◆ Verilen görev 1 ◆
Aşağıdaki üç ifadenin karar metniyle uyuşup uyuşmadığını belirleyin. Her biri için evet ya da hayır deyin ve kararı veren sözcükleri metinden birebir alıntılayın: (a) İlk derece mahkemesi Erbaa 2. Asliye Hukuk (Aile) Mahkemesidir. (b) Dava 2020 yılında açılmıştır. (c) Bölge Adliye Mahkemesi başvuruların tamamını reddetmiştir.
----------
"İçtihat Metni"
MAHKEMESİ : Samsun Bölge Adliye Mahkemesi 4. Hukuk Dairesi
SAYISI : 2022/3394 E., 2023/204 K.
DAVA TARİHİ : 02.07.2019
KARAR : Başvurunun kısmen kabulü, yeniden esas hakkında hüküm kurma
İLK DERECE MAHKEMESİ : Erbaa 2. Asliye Hukuk (Aile) Mahkemesi
SAYISI : 2019/116 E., 2022/278 K.
Taraflar arasındaki boşanma davasından dolayı yapılan yargılama sonunda İlk Derece Mahkemesince davaların kabulüne karar verilmiştir.
Kararın taraf vekilleri tarafından istinaf edilmesi üzerine, Bölge Adliye Mahkemesince başvuruların kısmen kabulü ile İlk Derece Mahkemesi hükmünün ilgili bölümlerini kaldırılarak yeniden esas hakkında hüküm kurulmasına karar verilmiştir.
----------
◆ Verilen görev 2 ◆
Kayıtlarda "reading aranguren in" ifadesinin geçtiği satırdan kayıtların sonuna kadar uzanan bölümü yeniden yazın; "Target" yerine "Hedef" koyun, geri kalan her şeyi değiştirmeden bırakın.
----------
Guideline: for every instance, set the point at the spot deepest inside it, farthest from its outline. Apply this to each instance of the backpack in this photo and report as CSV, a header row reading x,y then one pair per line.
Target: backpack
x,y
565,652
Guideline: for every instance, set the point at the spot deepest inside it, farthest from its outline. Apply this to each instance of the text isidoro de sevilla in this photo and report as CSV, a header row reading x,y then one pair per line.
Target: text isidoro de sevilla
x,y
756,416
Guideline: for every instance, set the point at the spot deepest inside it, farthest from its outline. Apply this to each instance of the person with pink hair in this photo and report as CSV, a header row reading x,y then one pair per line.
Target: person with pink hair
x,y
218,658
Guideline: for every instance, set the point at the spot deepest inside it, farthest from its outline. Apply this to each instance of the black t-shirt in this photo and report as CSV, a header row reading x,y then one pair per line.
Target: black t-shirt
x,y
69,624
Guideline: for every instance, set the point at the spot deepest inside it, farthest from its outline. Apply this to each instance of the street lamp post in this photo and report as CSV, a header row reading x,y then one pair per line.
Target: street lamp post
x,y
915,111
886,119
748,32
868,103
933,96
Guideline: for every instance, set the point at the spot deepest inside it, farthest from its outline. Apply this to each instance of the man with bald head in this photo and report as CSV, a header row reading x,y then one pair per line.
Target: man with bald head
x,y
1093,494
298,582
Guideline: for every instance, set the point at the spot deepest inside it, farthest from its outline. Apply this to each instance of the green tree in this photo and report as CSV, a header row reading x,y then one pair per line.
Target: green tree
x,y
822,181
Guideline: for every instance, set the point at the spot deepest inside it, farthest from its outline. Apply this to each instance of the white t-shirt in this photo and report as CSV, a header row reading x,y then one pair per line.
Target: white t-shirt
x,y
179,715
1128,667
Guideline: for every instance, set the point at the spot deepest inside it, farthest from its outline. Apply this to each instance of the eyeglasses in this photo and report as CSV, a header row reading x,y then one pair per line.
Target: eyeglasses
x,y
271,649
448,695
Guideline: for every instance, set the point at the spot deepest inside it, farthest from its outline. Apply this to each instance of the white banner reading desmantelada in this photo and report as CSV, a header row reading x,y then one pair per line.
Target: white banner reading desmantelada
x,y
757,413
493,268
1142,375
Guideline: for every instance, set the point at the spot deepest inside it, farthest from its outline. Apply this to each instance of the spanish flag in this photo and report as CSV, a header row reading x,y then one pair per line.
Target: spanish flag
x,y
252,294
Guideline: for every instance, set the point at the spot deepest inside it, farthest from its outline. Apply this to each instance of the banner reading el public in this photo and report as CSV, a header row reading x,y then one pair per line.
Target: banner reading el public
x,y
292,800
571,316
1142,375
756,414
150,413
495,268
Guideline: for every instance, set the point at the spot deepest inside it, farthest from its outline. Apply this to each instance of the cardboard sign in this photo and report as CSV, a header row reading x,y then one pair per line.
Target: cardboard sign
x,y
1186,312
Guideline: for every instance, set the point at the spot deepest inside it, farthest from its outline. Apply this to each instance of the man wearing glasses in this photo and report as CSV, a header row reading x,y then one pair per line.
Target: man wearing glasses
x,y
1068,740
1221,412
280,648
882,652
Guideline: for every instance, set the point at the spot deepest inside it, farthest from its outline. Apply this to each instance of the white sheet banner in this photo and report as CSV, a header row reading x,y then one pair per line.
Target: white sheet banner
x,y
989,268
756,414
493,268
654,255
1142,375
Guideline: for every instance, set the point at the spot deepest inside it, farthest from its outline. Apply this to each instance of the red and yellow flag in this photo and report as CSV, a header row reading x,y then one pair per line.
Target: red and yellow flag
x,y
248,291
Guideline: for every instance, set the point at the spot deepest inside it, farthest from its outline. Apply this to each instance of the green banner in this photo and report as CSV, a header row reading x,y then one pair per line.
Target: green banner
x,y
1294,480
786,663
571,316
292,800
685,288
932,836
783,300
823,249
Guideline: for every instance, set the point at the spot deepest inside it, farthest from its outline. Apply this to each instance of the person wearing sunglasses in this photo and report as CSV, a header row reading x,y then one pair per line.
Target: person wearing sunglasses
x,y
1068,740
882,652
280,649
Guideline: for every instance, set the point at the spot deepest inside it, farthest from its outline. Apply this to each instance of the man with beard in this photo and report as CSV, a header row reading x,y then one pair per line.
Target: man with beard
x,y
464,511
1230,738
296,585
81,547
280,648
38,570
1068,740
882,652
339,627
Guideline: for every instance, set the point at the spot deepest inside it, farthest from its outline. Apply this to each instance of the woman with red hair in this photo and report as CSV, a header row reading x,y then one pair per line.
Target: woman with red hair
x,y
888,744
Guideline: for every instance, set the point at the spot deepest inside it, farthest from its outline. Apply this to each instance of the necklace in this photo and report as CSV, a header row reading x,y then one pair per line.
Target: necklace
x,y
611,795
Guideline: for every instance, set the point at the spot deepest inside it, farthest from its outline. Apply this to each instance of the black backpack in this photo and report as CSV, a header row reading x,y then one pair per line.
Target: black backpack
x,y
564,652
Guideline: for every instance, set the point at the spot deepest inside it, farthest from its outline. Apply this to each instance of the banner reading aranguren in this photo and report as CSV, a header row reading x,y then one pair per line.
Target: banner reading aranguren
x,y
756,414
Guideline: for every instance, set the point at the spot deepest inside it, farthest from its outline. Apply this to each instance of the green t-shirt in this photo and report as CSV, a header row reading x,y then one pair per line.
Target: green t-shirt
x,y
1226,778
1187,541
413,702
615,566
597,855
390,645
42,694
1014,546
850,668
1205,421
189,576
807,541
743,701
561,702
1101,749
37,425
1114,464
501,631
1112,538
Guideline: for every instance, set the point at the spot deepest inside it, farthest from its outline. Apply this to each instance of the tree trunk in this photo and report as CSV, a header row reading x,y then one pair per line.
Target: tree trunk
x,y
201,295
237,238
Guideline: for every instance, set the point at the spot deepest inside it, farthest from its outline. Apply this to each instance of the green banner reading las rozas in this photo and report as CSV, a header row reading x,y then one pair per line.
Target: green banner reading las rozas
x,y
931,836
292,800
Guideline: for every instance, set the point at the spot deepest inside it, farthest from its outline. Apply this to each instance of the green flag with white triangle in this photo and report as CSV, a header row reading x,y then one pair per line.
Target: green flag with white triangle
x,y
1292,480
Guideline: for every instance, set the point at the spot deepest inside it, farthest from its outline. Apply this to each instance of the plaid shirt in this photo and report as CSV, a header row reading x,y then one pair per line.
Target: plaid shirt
----------
◆ Görev çözümü 1 ◆
(a) Evet: "İLK DERECE MAHKEMESİ : Erbaa 2. Asliye Hukuk (Aile) Mahkemesi"
(b) Hayır: "DAVA TARİHİ : 02.07.2019"
(c) Hayır: "Bölge Adliye Mahkemesince başvuruların kısmen kabulü"

◆ Görev çözümü 2 ◆
Guideline: for every instance, set the point at the spot deepest inside it, farthest from its outline. Apply this to each instance of the banner reading aranguren in this photo and report as CSV, a header row reading x,y then one pair per line.
Hedef: banner reading aranguren
x,y
756,414
Guideline: for every instance, set the point at the spot deepest inside it, farthest from its outline. Apply this to each instance of the green t-shirt in this photo and report as CSV, a header row reading x,y then one pair per line.
Hedef: green t-shirt
x,y
1226,778
1187,541
413,702
615,566
597,855
390,645
42,694
1014,546
850,668
1205,421
189,576
807,541
743,701
561,702
1101,749
37,425
1114,464
501,631
1112,538
Guideline: for every instance, set the point at the spot deepest inside it, farthest from its outline. Apply this to each instance of the tree trunk in this photo and report as CSV, a header row reading x,y then one pair per line.
Hedef: tree trunk
x,y
201,295
237,238
Guideline: for every instance, set the point at the spot deepest inside it, farthest from its outline. Apply this to each instance of the green banner reading las rozas in this photo and report as CSV, a header row reading x,y then one pair per line.
Hedef: green banner reading las rozas
x,y
931,836
292,800
Guideline: for every instance, set the point at the spot deepest inside it, farthest from its outline. Apply this to each instance of the green flag with white triangle in this photo and report as CSV, a header row reading x,y then one pair per line.
Hedef: green flag with white triangle
x,y
1292,480
Guideline: for every instance, set the point at the spot deepest inside it, farthest from its outline. Apply this to each instance of the plaid shirt in this photo and report as CSV, a header row reading x,y then one pair per line.
Hedef: plaid shirt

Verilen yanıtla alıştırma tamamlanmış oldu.